● What the task asks
If a line in the listing carries the word "mountain", return a copy of that line.

+++++

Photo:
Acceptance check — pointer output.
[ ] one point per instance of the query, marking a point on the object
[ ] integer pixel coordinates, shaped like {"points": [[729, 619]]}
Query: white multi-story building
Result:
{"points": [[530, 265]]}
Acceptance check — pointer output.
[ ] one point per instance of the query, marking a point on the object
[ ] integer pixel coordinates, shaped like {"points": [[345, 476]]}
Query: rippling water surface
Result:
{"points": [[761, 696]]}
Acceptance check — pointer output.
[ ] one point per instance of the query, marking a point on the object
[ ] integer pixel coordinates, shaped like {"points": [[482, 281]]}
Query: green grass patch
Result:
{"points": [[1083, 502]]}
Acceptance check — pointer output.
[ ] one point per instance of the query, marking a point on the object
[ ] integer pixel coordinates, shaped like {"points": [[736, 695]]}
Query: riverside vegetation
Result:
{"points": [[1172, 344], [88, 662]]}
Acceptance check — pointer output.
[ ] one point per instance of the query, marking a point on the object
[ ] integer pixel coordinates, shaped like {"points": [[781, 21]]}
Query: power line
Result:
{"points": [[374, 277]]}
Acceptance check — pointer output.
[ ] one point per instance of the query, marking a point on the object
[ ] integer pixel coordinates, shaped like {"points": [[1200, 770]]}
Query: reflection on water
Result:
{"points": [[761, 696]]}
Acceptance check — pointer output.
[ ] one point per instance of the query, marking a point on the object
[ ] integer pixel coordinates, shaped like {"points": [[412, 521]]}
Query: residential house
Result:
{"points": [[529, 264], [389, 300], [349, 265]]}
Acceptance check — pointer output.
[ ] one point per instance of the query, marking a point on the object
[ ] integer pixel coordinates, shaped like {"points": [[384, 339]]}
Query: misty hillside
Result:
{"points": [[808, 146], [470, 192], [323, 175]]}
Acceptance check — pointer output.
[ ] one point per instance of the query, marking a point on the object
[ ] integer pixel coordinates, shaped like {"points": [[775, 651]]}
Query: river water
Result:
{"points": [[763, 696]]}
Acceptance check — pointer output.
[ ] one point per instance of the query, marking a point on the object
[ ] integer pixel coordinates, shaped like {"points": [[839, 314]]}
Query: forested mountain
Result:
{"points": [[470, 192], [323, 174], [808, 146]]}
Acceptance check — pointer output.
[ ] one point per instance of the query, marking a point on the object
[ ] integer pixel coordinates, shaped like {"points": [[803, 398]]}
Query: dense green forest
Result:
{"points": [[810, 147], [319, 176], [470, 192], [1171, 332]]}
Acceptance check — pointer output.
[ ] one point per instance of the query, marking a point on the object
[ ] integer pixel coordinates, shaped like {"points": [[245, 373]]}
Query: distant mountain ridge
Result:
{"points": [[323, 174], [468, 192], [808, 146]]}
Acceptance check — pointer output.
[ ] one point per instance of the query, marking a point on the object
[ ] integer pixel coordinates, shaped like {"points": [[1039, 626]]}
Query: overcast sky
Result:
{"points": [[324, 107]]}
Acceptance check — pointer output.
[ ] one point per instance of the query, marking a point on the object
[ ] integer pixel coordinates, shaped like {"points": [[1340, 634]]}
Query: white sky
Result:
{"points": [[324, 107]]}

+++++

● Solution to this task
Query: forested mountain
Query: distant mountain ridge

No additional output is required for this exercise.